**PROBLEM TO SOLVE**. Pictures in the records are to be excluded from an otherwise exact copy.

**MATERIAL PROVIDED**.
-*-*-

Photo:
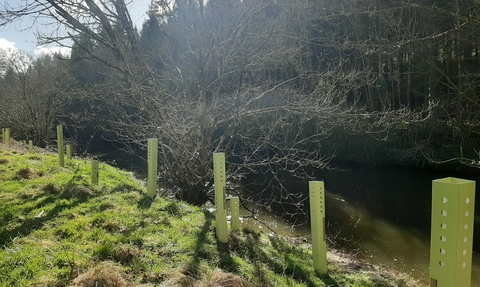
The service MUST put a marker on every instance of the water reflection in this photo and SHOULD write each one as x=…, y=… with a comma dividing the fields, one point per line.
x=383, y=214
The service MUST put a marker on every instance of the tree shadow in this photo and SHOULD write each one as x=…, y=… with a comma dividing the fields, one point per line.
x=31, y=224
x=126, y=188
x=145, y=202
x=200, y=250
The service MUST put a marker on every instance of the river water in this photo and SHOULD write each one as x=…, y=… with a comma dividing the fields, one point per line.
x=380, y=213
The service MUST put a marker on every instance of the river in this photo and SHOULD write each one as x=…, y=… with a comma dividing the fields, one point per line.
x=380, y=213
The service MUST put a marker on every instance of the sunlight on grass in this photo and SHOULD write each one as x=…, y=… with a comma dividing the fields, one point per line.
x=58, y=230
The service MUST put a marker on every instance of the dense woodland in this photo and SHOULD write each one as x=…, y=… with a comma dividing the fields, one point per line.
x=280, y=86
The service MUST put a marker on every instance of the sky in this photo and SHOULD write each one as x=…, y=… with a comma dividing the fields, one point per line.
x=20, y=35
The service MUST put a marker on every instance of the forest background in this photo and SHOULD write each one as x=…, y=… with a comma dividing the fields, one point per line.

-*-*-

**ANSWER AREA**.
Photo:
The service MUST put a marker on every instance of the water reflection in this photo and SHOULD write each one as x=…, y=… with a comma dividing the fields, one point per line.
x=383, y=214
The service MUST put a marker on every instance of the tree shadow in this photo and SHOULD write each one as x=…, y=… with a comma dividing the fields, one point per line.
x=31, y=224
x=126, y=188
x=145, y=202
x=200, y=250
The service MUST put a marker on every instance of the river water in this photo and SHOULD write each one as x=…, y=… with a comma dividing the fields, one point per line.
x=380, y=213
The service MUST put a marker on every instance of the river in this photo and SHOULD write each one as x=…, y=… with a comma dividing the fields, one point per line.
x=380, y=213
The service MUST put a marker on every instance of the sunlight on grass in this photo and SHOULD write each one as x=…, y=… with a comma dividing the fields, one point per line.
x=58, y=230
The service MUST put a marker on every instance of the dense woodland in this photo and SHOULD write each one as x=…, y=… with a comma dividing the fields, one point per line.
x=280, y=86
The service MUST put a marker on every instance of the sky in this photo and SHOULD write each one as x=…, y=… with a comma dividing the fields, one point per line.
x=20, y=35
The service MUST put a marker on every instance of the forest background in this photo and SHOULD write each one as x=…, y=… with a comma dividing the fields, one point per line.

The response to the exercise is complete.